━━━ Text provided

Janice or Joplin -Gemini('s) Won't You Buy Me A Mercedes Benz or Gemini('s) Kosmic Blues or Gemini('s) Cry Baby

Melanie - Gemini('s) Candles in The Rain or Gemini('s) Brand New Key or Gemini('s) Beautiful People

Carole (King) - Gemini('s) I Feel The Earth Move or Gemini('s) You've Got A Friend or Gemini('s) Nightingale 

Joan or Baez - Gemini's Diamonds and Rust or Gemini('s) Please Come To Boston


----------



## AmbikaGR (Dec 31, 2007)

Momx3 said:


> Gemini's Scarlett O'Hara - don't know what we would call her - this could be if we pick the one with the red ribbon



You could go with Gemini('s) Gone With The Wind or Gemini's Frankly I Don't Give A ****




Momx3 said:


> Oh, and I tried to come up with something Diney-ish since we all love Disney, but my son said, "NO Princess names!" Then I thought something with Winnie the Pooh and call her Winnie but they said no to that one, too!


From The Hunchback Of Notre Dame 
Gemini('s) God Help The Outcasts - call name Esmeralda (character) or Bette (Midler) who did the pop version.


----------



## Momx3 (Aug 18, 2010)

You guys are so good! We like older music, too and I had been trying to think of a good Janis Joplin or Joni Mitchell song last night. I like the Please Come to Boston because I'm from MA but now I live in FL. I miss MA and my husband knows I always say I want to go home someday!


----------



## AmbikaGR (Dec 31, 2007)

Momx3 said:


> You guys are so good! We like older music, too and I had been trying to think of a good Janis Joplin or Joni Mitchell song last night. I like the Please Come to Boston because I'm from MA but now I live in FL. I miss MA and my husband knows I always say I want to go home someday!


Glad one of us can spell "Janis" correctly! :doh:


----------



## paula bedard (Feb 5, 2008)

I googled Tula Boston and got this, so there is a Tula in Boston.  I like Tula the best. It's unique, has meaning for you, and is very feminine.

_Tula_ Boutique
1300 Massachusetts Avenue
Cambridge, MA 02138-3809
(617) 497-7500

just thought of Petula Clark...she had many hit songs and Tula could be short for Petula.


----------



## paula bedard (Feb 5, 2008)

Here is a list of Petula Clark songs. I wonder if the 'listen' link will still work? We'll find out...

━━━━━━
━━━ Data to examine

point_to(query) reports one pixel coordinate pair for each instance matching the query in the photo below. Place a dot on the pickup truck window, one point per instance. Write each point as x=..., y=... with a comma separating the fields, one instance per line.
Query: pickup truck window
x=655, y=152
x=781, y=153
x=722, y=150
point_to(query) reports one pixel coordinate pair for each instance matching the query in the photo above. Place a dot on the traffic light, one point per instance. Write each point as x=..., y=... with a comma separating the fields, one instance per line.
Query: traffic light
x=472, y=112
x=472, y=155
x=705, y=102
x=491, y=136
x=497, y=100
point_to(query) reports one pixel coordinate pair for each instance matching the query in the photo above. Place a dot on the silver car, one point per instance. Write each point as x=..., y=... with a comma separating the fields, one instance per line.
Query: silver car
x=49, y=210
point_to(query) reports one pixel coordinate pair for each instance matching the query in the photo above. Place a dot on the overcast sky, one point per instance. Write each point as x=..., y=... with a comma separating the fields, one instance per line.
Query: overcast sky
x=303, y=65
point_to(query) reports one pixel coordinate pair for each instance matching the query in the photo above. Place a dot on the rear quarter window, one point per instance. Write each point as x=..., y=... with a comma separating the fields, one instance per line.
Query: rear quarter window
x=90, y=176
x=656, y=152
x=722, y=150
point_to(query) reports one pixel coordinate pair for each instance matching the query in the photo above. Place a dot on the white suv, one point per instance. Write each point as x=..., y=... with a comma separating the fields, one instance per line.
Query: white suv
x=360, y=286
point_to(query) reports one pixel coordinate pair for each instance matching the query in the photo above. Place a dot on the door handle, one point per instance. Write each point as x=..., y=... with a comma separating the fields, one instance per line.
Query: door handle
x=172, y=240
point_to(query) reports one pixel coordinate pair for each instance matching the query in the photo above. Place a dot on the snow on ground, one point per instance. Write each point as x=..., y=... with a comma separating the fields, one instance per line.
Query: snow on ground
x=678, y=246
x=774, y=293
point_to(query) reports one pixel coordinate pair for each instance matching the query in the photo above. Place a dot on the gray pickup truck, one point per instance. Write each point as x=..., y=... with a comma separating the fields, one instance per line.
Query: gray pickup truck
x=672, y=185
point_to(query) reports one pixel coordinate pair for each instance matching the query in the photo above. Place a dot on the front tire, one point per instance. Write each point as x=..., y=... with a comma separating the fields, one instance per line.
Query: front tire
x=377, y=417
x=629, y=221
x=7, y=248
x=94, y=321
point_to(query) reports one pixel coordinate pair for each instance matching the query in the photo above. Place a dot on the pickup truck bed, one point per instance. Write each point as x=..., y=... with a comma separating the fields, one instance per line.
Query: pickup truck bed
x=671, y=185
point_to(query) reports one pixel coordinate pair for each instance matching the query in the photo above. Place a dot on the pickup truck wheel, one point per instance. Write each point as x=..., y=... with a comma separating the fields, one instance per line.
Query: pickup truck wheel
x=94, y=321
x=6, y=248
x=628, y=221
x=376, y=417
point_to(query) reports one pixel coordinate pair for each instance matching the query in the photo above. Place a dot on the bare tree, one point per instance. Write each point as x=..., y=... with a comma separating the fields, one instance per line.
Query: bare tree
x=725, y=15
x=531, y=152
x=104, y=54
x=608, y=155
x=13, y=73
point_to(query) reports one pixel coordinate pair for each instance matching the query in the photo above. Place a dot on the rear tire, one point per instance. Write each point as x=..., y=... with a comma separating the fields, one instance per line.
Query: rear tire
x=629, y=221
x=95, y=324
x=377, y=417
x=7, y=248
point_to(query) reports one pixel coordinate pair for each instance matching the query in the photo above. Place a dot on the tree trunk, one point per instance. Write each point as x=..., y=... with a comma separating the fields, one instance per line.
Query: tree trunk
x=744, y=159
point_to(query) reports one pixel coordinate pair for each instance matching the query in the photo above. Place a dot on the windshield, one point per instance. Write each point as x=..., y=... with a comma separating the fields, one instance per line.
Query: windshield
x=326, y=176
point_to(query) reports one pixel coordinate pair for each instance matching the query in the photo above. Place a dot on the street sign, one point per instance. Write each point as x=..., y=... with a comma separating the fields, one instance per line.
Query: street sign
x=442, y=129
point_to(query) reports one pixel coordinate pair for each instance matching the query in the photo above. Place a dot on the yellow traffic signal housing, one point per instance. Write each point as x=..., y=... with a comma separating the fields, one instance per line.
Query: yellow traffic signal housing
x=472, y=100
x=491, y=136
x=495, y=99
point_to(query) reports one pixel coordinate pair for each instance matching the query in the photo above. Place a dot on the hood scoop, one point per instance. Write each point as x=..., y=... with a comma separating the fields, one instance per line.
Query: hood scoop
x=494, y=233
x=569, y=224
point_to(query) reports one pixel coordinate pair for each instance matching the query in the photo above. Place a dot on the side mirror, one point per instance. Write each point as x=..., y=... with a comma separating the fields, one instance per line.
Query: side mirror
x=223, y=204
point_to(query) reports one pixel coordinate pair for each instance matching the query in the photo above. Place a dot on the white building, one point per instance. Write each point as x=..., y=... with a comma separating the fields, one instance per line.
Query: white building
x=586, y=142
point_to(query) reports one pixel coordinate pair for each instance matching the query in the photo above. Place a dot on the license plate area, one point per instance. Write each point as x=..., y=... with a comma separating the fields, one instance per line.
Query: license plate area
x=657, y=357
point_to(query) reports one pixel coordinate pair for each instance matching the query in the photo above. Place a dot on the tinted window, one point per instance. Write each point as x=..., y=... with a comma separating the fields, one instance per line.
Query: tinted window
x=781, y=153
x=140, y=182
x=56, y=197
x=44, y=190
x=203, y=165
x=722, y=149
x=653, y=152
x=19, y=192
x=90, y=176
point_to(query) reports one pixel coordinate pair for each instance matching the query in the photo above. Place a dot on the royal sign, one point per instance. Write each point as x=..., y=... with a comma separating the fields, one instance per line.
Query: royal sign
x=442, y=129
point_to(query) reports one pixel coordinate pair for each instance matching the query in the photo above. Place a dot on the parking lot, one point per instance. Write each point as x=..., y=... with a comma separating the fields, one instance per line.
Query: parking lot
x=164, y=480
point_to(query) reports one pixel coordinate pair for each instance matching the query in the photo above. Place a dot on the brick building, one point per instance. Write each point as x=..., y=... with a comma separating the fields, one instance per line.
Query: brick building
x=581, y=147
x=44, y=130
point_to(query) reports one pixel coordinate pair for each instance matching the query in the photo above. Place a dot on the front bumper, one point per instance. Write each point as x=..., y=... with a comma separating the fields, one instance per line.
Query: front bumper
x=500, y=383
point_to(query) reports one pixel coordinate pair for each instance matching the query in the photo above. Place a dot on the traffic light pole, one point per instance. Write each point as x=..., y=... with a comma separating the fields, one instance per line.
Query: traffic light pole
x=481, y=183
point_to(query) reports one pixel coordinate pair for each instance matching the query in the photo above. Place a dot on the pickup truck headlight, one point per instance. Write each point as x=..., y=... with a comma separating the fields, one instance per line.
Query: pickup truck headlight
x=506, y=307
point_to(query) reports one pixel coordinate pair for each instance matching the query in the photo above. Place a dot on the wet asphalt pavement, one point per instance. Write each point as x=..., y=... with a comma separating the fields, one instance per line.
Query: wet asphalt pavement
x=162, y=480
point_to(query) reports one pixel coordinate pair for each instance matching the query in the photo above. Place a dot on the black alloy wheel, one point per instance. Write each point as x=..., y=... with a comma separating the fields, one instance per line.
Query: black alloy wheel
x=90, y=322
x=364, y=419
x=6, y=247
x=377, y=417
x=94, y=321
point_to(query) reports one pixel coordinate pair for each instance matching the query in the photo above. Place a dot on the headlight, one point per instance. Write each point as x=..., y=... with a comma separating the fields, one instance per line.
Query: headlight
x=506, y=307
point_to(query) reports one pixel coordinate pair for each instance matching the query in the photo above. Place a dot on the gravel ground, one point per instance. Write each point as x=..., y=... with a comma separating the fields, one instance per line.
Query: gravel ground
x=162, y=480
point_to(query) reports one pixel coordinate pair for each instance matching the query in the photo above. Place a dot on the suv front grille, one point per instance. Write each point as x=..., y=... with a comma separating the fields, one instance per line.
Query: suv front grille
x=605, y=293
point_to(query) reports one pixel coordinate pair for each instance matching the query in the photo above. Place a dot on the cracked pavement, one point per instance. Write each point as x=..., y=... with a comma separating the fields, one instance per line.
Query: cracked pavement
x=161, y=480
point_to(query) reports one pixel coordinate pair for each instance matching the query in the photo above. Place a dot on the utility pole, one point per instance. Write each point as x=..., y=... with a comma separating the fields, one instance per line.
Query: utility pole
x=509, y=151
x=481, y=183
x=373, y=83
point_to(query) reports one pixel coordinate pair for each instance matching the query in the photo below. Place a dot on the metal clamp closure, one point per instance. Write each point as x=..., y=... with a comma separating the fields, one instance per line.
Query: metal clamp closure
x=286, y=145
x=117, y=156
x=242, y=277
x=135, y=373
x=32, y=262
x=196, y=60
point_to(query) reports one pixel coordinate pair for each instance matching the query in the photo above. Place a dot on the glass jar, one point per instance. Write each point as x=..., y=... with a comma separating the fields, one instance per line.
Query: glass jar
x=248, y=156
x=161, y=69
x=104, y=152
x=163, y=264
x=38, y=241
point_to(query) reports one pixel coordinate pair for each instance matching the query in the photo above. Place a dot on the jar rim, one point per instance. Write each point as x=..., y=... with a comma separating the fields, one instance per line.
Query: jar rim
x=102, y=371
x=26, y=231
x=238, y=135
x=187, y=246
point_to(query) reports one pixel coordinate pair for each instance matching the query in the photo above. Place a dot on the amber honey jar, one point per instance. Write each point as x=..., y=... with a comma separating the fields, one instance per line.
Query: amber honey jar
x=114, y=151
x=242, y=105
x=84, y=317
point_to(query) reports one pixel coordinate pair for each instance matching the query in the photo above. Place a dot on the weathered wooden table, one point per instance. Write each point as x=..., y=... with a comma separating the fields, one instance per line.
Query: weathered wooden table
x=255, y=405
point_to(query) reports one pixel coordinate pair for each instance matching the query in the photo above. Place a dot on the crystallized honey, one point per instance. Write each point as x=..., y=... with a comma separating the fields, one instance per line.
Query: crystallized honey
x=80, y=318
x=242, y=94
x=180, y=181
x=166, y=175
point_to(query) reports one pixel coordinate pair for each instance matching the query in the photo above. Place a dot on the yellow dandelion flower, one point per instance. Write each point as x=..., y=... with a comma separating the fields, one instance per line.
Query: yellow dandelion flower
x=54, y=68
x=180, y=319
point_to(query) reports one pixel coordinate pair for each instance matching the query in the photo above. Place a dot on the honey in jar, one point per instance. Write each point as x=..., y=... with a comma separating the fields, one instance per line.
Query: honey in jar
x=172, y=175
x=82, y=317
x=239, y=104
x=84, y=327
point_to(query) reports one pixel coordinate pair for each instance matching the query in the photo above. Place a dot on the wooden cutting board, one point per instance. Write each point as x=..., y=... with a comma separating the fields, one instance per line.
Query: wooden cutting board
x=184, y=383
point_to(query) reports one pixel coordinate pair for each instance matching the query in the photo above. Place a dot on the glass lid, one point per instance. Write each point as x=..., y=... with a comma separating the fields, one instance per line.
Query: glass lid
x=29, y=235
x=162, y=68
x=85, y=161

━━━━━━

_Problem set_
a - In the forum thread on dog names, what name could Tula be short for?
b - List every Carole King song that the forum thread on dog names suggests as a name.
c - Continue the forum thread on dog names from its final post.
The lines play no part in what comes next.

_Expected outputs_
a - Petula, as in Petula Clark.

b - I Feel The Earth Move, You've Got A Friend, Nightingale

c -
1. Downtown Listen







2. A Sign of the Times Listen







3. Don't Sleep in the Subway Listen







4. Let It Be Me - Petula Clark, Becaud, Gilbert Listen







5. Colour My World Listen







6. This Girl's in Love With You - Petula Clark, Bacharach, Burt Listen







7. Kiss Me Goodbye - Petula Clark, Mason, Barry [2] Listen







8. I Couldn't Live Without Your Love Listen







9. I Know a Place Listen







10. The Other Man's Grass Is Always Greener Listen







11. Who Am I? Listen







12. My Love Listen







13. Happy Heart - Petula Clark, Last, James Listen







14. You'd Better Come Home - Petula Clark, Aber, Georges Listen







15. This Is My Song - Petula Clark, Chaplin, Charles Listen







16. Round Every Corner Listen

Nope, try this...







scroll to the bottom to listen to the singles 




I hadn't thought of her in ages. Listening to these songs is a Walk Down Memory Lane for me.  The first line of 'It's A Sign of the Times' is fitting.


----------



## sameli102 (Aug 23, 2009)

Well it doesn't match Tula exactly but how about.....

"Gemini's Toora Loora Loora Lu" and call her Tula it's an old song by Trio, it's a cute little song for a puppy too, almost sounds like something a dad or grandpa would sing to a little girl. listen on I-tunes


----------



## Momx3 (Aug 18, 2010)

sameli102 said:


> Well it doesn't match Tula exactly but how about.....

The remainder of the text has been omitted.